Istruzioni e requisiti>
Risponda alle seguenti domande sull'estratto dedicato alla riforma costituzionale e alla legge elettorale:
(a) Secondo il testo, che sorte avrebbe l'idea di un Senato diverso se vincesse il "no"?
(b) Quanti deputati attribuisce l'Italicum al primo partito?
(c) Di quei deputati, quanti saranno capilista scelti dal partito e quanti saranno scelti con le preferenze?

-------- Estratto del documento --------

In altre condizioni si sarebbe potuto far meglio. Nelle condizioni di questa legislatura pare un miracolo essere arrivati in fondo. Nonostante tutto un organo come il Senato che decide di trasformarsi radicalmente e condanna i suoi membri attuali a non poter essere rieletti in quell’organo è un miracolo, un grande atto di responsabilità. Sarebbe un peccato se il referendum rovesciasse questo risultato. Se vincesse il “no”, l’idea di un Senato diverso sarebbe sepolta. Di riforma del bicameralismo non si parlerebbe per molti anni e ognuno potrebbe invocare la volontà del popolo per conservare il potere del Senato nella sua forma attuale. Come non cogliere questo punto fondamentale?
Una legge elettorale che faccia del cittadino l’arbitro
Vi è poi, collegata alla riforma costituzionale, la questione della riforma elettorale. Le due cose, come dovrebbe essere universalmente noto, sono distinte e al referendum non si voterà sull’Italicum. Ma è giusto riconoscere che vi è una connessione. La riforma attribuisce alla sola Camera il compito di dare la fiducia al Governo e di decidere sulle politiche nazionali, dunque non è irrilevante come la Camera viene eletta. Ed è corretto riconoscere che ciò che non si è voluto fare con la riforma costituzionale, ossia stabilizzare i governi, vero problema della politica italiana, si cerca di farlo con la legge elettorale. Ma chiunque consideri i testi vede che è solo un tentativo indiretto: si cerca di porre le condizioni per la stabilità dei governi, ma certo non la si impone. Con una maggioranza di 340 deputati, che l’Italicum attribuisce al primo partito (se raggiunge il 40% al primo turno o se vince il ballottaggio), basteranno 30 deputati per far cadere il governo o ricattarlo. Dei 340 (ammesso che non vi siano revisioni della legge) solo 100 saranno capilista scelti dal partito (e certo non dal solo segretario ma da tutti coloro che lo sostengono) e gli altri 240 saranno scelti con le preferenze. Nel Paese del trasformismo e del tradimento politico pensare che questo meccanismo possa creare l’“uomo solo al comando” è solo polemica politica. Anche con l’Italicum la politica rimarrà affare collegiale e avrà bisogno più che mai di senso di responsabilità del tutto.

-------- Dati forniti --------

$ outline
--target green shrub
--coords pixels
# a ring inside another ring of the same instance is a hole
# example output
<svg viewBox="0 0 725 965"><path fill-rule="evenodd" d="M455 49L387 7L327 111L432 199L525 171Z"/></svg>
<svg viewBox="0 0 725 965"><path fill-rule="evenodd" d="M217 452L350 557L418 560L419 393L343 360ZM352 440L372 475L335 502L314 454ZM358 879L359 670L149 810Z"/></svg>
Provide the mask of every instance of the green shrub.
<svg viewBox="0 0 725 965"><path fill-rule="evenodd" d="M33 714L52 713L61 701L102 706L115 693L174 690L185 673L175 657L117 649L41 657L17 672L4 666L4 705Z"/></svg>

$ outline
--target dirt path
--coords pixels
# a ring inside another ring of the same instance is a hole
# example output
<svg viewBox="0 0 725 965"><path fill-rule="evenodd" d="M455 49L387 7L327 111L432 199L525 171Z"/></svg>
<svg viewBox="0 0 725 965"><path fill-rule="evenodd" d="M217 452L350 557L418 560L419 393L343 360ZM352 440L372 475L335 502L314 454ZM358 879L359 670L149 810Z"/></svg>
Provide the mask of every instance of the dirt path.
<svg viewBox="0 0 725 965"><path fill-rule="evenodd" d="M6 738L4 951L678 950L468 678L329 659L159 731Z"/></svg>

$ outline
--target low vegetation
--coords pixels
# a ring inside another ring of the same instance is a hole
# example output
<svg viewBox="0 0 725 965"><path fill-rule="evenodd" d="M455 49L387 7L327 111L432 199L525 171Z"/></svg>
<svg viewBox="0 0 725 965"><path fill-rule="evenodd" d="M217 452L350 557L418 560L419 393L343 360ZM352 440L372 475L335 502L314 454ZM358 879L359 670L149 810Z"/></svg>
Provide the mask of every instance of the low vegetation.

--------

Esito del compito>
(a) Sarebbe sepolta.
(b) 340 deputati.
(c) 100 saranno capilista scelti dal partito e 240 saranno scelti con le preferenze.